* TASK INSTRUCTIONS
A – In the discussion of physics theories, what does "accurate" mean when it comes to predictions of scientific theories?
B – Please continue the discussion of physics theories from where it stops.

* ARTICLE
* * * * *
Err, umm, "accurate", when it comes to predictions of scientific theories, means "closely matches the observations", so a theory can only be "more accurate than our observations of this system" if the observations in question are wrong and subsequent observations, determined to be (more) correct, are better matched by the predictions of the theory. Is that what you mean here?

Re:"A violation would be a complete revolution." (0)

Anonymous Coward | about 9 months ago | (#45876437)

The observations may have an error bar larger than the differences between predictions from competing theories.

Re:"A violation would be a complete revolution." (0)

Anonymous Coward | about 9 months ago | (#45876919)

Physics seems to goes through these periods where a bunch of new theories explain various things to a precision, the precision is surpassed in observations, and then someone like Newton, Einstein, Feynman, Hawking, etc. comes along and presents elegant / unifying equations to explain the disparate pieces better.

Sounds a bit naive to me. Einstein's equations are not "elegant". What he did was not finding "better equations", but rather a world view where time and space work without a central reference frame. He then tailored the equations to fit. Better mathematicians worked on making the equations more elegant later on.

The math was harder to him, but he knew where he wanted to take it.

Re:"A violation would be a complete revolution." (1)

Grey Geezer (2699315) | about 9 months ago | (#45877263)
* * * * *
* MATERIAL
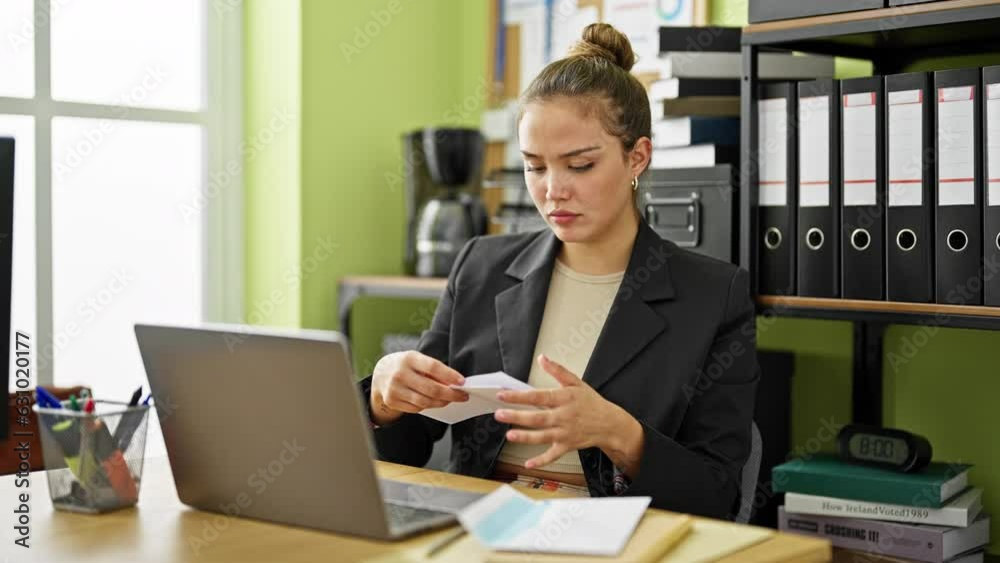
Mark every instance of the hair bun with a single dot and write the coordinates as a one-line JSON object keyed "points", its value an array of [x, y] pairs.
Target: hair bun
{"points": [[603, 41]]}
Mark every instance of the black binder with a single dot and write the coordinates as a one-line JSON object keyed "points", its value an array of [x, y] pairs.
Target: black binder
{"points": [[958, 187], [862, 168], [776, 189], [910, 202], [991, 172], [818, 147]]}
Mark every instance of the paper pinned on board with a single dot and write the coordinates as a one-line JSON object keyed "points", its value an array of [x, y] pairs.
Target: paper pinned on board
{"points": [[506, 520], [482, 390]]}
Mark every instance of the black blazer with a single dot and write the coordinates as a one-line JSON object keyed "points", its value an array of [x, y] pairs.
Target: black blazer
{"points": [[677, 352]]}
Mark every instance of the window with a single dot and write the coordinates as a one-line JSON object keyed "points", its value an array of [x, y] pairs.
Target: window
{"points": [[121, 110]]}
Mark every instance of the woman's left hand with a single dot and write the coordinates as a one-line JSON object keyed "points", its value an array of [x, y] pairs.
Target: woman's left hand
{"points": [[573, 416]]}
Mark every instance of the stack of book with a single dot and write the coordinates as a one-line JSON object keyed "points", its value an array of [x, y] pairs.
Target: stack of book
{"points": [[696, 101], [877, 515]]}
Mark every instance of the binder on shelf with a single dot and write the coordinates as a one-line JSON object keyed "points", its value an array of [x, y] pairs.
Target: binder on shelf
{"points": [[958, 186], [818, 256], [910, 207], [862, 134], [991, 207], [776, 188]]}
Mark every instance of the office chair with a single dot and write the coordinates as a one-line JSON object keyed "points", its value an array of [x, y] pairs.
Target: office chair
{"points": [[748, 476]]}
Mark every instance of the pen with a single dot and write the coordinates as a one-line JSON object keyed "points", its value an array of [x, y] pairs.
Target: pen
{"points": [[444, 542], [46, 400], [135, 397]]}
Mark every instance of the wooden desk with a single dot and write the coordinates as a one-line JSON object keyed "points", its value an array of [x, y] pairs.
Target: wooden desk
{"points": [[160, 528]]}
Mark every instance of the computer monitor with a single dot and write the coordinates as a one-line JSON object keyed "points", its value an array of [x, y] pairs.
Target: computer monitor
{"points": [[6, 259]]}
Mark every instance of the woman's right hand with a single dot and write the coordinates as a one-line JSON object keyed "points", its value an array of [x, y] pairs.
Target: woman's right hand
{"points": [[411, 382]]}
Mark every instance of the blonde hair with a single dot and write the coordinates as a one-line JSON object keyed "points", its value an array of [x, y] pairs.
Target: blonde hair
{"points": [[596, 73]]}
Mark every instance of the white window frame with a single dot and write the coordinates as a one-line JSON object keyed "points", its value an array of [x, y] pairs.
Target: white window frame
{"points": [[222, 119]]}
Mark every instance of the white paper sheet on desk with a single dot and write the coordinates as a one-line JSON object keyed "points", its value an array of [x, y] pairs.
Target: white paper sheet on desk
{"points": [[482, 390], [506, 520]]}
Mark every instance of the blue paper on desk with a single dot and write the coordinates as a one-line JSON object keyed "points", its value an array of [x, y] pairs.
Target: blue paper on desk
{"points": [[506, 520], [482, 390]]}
* * * * *
* RESPONSES
A – "Accurate" means that the predictions closely match the observations.

B –
Wait just a nanosecond. I'm just a self educated layman, but didn't Einstein come up with an explanation for how gravity works (mass distorts space-time)? Whereas Newton believed gravity worked because...what? Einstein did a lot more than just come up with a better equation didn't he? Heck, even the concept of space-time is very important concept, that, while illustrated through equations, took us far beyond the Newtonian understanding of the Cosmos. It's much more than just refining the math. Don't you think?

Re:"A violation would be a complete revolution." (1)

david_thornley (598059) | about 9 months ago | (#45881219)

Actually, AFAIK we don't know that Einstein's equations are wrong at all. That's a surmise. (Yes, there's something wrong somewhere, but it may not be GR.) It may well be true, and we won't know until we find discrepancies. That's what this astronomical research is for. Without discrepancies, about all we can say is that GR accounts for the observed facts and is mathematically elegant, and looking for new equations is speculative at best.

Delicious (4, Funny)

jones_supa (887896) | about 9 months ago | (#45876003)

In a cosmic coup, astronomers have found a celestial beacon

Mmm...cosmic soup with bacon!

Re:Delicious (0)

Anonymous Coward | about 9 months ago | (#45876129)

Is celestial bacon anything like Canadian bacon?

Re:Delicious (1)

Jason Levine (196982) | about 9 months ago | (#45877491)

Everything in celestial terms is much, much bigger. Therefore, I'd expect celestial bacon to be five light years across and twenty five light years long.

Re:Delicious (1)

Dareth (47614) | about 9 months ago | (#45877525)

You don't know what you are talking aboot eh!?!

Is (1)

Impy the Impiuos Imp (442658) | about 9 months ago | (#45876147)

Ok, help my layman ass out here. IIRC, according to Einstein, acceleration and gravity aren't just similar phenomena, but are the exact same phenomena, and, since you are always travelling at c through the combined spacetime continuum, which gravity warps, the gravitational pull is you actually accelerating through this warped spacetime.

That seems way too freaking cool to fail at some umpteenth decimal.

No (1)

Anonymous Coward | about 9 months ago | (#45876261)

... since you are always travelling at c ...

Light travels at c in a vacuum and anything with mass does not. Be wary of anyone who tells you otherwise.

(I'm a physicist)

Re:No (0)

Anonymous Coward | about 9 months ago | (#45877059)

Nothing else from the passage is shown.